**Given exercise:**
Restate the full set of records exactly, without adding or dropping a word.

* Start Data excerpts *

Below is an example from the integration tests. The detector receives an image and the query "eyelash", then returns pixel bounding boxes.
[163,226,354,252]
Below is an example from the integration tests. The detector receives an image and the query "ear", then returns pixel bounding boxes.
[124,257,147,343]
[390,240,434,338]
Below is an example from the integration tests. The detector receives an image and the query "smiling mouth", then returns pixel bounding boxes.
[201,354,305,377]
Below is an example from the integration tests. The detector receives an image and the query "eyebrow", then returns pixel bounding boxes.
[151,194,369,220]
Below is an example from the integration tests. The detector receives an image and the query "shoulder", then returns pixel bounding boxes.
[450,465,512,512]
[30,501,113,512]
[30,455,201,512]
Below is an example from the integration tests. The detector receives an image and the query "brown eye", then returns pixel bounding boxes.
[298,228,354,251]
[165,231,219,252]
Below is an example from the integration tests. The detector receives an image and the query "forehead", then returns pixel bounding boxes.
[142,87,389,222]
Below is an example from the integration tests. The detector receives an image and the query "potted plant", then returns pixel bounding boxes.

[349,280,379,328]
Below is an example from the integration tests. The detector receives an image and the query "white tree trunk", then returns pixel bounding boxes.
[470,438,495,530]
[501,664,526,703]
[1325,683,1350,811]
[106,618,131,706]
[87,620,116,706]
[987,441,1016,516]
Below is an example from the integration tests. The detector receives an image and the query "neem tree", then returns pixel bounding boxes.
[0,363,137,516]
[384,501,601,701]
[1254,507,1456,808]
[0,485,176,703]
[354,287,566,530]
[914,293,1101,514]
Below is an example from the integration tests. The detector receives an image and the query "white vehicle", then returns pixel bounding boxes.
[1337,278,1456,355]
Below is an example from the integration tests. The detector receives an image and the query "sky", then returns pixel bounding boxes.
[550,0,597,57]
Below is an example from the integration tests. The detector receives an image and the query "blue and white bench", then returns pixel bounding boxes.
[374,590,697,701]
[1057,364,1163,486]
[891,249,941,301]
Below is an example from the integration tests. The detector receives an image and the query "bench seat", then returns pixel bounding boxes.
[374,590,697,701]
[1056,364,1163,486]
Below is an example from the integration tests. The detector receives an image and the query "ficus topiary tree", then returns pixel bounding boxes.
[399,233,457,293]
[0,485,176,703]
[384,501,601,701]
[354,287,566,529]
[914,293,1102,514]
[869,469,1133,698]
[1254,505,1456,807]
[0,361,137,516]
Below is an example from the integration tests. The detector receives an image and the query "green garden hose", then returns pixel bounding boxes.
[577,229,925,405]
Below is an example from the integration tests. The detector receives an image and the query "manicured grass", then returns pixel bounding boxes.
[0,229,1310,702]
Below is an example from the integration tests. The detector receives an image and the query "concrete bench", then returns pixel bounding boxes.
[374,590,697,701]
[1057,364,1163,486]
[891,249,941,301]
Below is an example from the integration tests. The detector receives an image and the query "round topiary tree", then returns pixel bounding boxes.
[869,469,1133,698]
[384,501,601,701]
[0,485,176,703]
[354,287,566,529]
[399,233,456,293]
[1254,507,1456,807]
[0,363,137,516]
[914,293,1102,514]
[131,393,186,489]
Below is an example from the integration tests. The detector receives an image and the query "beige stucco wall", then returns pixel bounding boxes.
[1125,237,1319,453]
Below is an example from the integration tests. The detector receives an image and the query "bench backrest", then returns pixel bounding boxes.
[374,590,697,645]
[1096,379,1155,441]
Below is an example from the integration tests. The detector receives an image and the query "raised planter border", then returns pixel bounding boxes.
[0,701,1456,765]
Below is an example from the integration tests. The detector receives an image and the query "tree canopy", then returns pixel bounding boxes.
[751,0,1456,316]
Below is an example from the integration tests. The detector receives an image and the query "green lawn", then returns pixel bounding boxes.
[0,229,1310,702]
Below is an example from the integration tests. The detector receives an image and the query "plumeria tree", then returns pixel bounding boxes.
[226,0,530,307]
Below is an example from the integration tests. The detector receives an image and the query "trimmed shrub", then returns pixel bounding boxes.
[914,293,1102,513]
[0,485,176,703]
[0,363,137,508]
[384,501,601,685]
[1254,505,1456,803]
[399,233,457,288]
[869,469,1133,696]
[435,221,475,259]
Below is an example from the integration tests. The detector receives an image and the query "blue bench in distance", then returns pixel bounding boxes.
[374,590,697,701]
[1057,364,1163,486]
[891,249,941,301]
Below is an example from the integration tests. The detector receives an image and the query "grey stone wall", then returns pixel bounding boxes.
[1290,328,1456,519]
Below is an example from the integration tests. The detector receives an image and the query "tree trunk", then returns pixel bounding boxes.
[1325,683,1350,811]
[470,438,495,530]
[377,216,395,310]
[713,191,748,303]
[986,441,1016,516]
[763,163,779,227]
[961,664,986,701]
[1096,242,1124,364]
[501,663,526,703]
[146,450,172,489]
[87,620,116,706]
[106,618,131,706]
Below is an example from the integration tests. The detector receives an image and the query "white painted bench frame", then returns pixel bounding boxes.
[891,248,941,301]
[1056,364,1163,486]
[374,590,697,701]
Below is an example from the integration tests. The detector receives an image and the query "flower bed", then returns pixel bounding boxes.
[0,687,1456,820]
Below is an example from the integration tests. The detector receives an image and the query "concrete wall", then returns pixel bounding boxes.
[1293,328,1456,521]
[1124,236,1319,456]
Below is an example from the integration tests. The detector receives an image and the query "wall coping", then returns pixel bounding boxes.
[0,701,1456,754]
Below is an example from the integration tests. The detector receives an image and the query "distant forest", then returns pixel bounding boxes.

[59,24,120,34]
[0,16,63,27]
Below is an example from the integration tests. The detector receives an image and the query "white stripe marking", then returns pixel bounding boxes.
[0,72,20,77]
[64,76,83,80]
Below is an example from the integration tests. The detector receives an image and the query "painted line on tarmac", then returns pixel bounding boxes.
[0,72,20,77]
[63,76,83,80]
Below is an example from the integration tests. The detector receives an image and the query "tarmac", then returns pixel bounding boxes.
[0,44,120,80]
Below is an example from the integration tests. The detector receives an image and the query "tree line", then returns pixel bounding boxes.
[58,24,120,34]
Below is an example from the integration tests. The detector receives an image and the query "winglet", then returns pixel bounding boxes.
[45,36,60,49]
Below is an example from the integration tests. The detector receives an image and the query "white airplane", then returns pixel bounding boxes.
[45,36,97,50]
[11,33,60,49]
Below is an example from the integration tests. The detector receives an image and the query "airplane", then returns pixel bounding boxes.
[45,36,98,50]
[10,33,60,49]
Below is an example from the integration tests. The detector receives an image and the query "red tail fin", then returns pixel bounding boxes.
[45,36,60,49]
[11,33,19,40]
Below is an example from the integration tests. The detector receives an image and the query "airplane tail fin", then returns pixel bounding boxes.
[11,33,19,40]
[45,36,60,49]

* End Data excerpts *

**The response:**
Below is an example from the integration tests. The detector receives an image and the query "eyelash", then returns pixel bounding boxes.
[163,226,354,252]
Below is an example from the integration tests. The detector receives an image and the query "ear", then returns pixel bounding boxes.
[124,257,147,343]
[390,240,434,338]
Below is an example from the integration tests. The detector receives an image and the query "smiling mouth", then returns pixel bounding boxes.
[201,354,305,377]
Below is an example from the integration tests. The detector receives an image and the query "eyebrow", then returns pixel bounding boxes.
[151,194,369,220]
Below is an example from the integration tests. The detector receives an image and the query "shoulder", then returns pixel bounding boxes.
[450,465,512,512]
[30,501,113,512]
[30,455,201,512]
Below is an example from the integration tests. The detector receives an image and the query "brown eye", then returns pixel bounding boxes.
[298,228,354,251]
[165,231,219,252]
Below is an example from the integration tests. The detector receives an image and the query "forehead", then returns pixel bounding boxes.
[142,87,389,222]
Below is an example from the integration tests. The detector receives an image and the query "potted plant", then returns pixel bounding boxes.

[349,280,379,328]
Below is an example from the integration tests. The detector receives an image and the query "white tree trunk", then returns pixel bounding boxes.
[470,438,495,530]
[501,664,526,703]
[1325,683,1350,811]
[106,618,131,706]
[87,620,116,706]
[987,441,1016,516]
Below is an example from the integration tests. The detector receives an image and the query "neem tree", then returns pixel bounding boxes.
[0,363,137,516]
[384,501,601,701]
[1254,507,1456,808]
[0,485,176,703]
[354,287,566,530]
[914,293,1101,514]
Below is an example from the integration tests. The detector receives an image and the query "white vehicle", then returns pixel bounding boxes.
[1337,278,1456,355]
Below is an example from the integration tests. The detector receives an image and the query "sky", then returns pixel bounding boxes.
[550,0,597,57]
Below is an example from the integration tests. The detector receives an image and the query "blue and white bench", then returns pixel bounding boxes.
[374,590,697,701]
[1057,364,1163,486]
[891,249,941,301]
Below is an example from the integration tests. The detector receives an image and the query "bench seat", then returns pixel bounding boxes.
[374,590,697,701]
[1056,364,1163,486]
Below is an example from the integration tests. The detector receives an image and the query "ficus topiary tree", then returns pixel bounding boxes.
[399,233,457,293]
[0,485,176,703]
[384,501,601,701]
[354,287,566,529]
[914,293,1102,514]
[869,469,1133,698]
[1254,505,1456,807]
[0,361,137,516]
Below is an example from the integration tests. The detector receives an image and the query "green garden hose", then returns pixel bounding boxes.
[577,229,925,405]
Below is an example from the integration tests. The detector receives an image and the query "manicured grass", then returns pixel bounding boxes.
[0,229,1310,702]
Below is an example from the integration tests. The detector receives an image and the query "concrete bench", then returns pixel bounding boxes.
[374,590,697,701]
[1057,364,1163,486]
[891,249,941,301]
Below is an example from the integration tests. The detector receives an image and the query "round topiary tree", then returns pixel bounding boxes.
[869,469,1133,698]
[384,501,601,701]
[0,485,176,703]
[354,287,566,529]
[399,233,456,293]
[1254,507,1456,807]
[0,363,137,516]
[914,293,1102,514]
[131,393,186,489]
Below is an example from the integration tests. The detector receives an image and the query "beige stucco wall", then returns pixel bounding boxes.
[1125,237,1319,453]
Below is an example from the integration tests. The detector receives an image and the query "bench backrest", then returns pixel bounding boxes.
[374,590,697,645]
[1096,379,1155,441]
Below is an example from the integration tests. The detector receives an image and the query "raised planter border", then returns pixel bounding boxes.
[0,701,1456,765]
Below is an example from the integration tests. The detector receives an image and the query "tree canopy", then returns pixel bounding boxes.
[751,0,1456,316]
Below is an example from the integration tests. The detector receives an image and the query "green lawn", then returns pixel bounding boxes.
[0,229,1310,702]
Below is an example from the integration tests. The detector receives an image and the query "plumeria tree", then returns pixel bounding boxes.
[226,0,530,307]
Below is an example from the integration tests. The detector receives an image and the query "trimmed shrub", then returns pixel bounding boxes.
[914,293,1102,513]
[0,485,176,703]
[0,363,137,508]
[384,501,601,685]
[1254,505,1456,803]
[399,233,457,288]
[869,469,1133,696]
[435,221,475,259]
Below is an example from the integration tests. The detector receives an image and the query "blue bench in distance", then returns pixel bounding boxes.
[374,590,697,701]
[1057,364,1163,486]
[891,249,941,301]
Below is an example from the integration tests. The detector receives an image and the query "grey stone wall", then returns pixel bounding boxes.
[1290,328,1456,519]
Below is an example from the integration tests. The detector receives an image and the query "tree trunk", then returns pixel bounding boxes.
[1325,683,1350,811]
[470,438,495,530]
[377,216,395,310]
[713,191,748,303]
[986,441,1016,516]
[763,163,779,227]
[961,664,986,701]
[1096,242,1124,364]
[501,663,526,703]
[146,450,172,489]
[87,620,116,706]
[106,618,131,706]
Below is an example from the integration tests. The detector receives an image and the query "white painted bench frame", then returns pixel bounding boxes.
[891,248,941,301]
[1056,364,1163,486]
[374,590,697,701]
Below is an example from the integration tests. The detector receives an image and the query "flower bed", then returns pixel bounding boxes.
[0,687,1456,820]
Below is an example from the integration tests. The detector receives an image and the query "concrete wall", then returns pixel bounding boxes.
[1293,328,1456,521]
[1124,236,1319,456]
Below is an example from the integration tests. The detector receives an image and the query "wall coping", then returns pixel bounding boxes.
[0,701,1456,754]
Below is an example from the integration tests. The detector receives an image and the query "distant forest", then returns pixel bounding boxes.

[59,24,120,34]
[0,16,63,27]
Below is an example from the integration tests. The detector receives an image and the query "white stripe marking", then returns pixel bounding boxes.
[0,72,20,77]
[64,76,83,80]
Below is an example from the integration tests. The detector receives an image and the query "painted line on tarmac", then returns pixel bounding boxes.
[0,72,20,77]
[63,76,83,80]
Below is an example from the integration tests. The detector receives an image and the query "tarmac", then returns pixel bounding boxes.
[0,44,120,80]
Below is an example from the integration tests. The detector receives an image and the query "tree line", then returns pixel bounding boxes.
[58,24,120,34]
Below is an example from the integration tests. The detector receives an image and the query "winglet", then returns pixel bounding boxes.
[45,36,60,49]
Below is an example from the integration tests. The detector receives an image and the query "white airplane", then returns pixel bounding boxes.
[45,36,97,50]
[11,33,60,49]
Below is an example from the integration tests. The detector receives an image and the query "airplane", then returns pixel bounding boxes.
[45,36,98,50]
[10,33,60,49]
Below is an example from the integration tests. The detector receives an image and the query "red tail fin", then returns pixel bounding boxes.
[45,36,60,49]
[11,33,19,40]
Below is an example from the integration tests. The detector receives an image and the query "airplane tail fin", then returns pixel bounding boxes.
[11,33,19,40]
[45,36,60,49]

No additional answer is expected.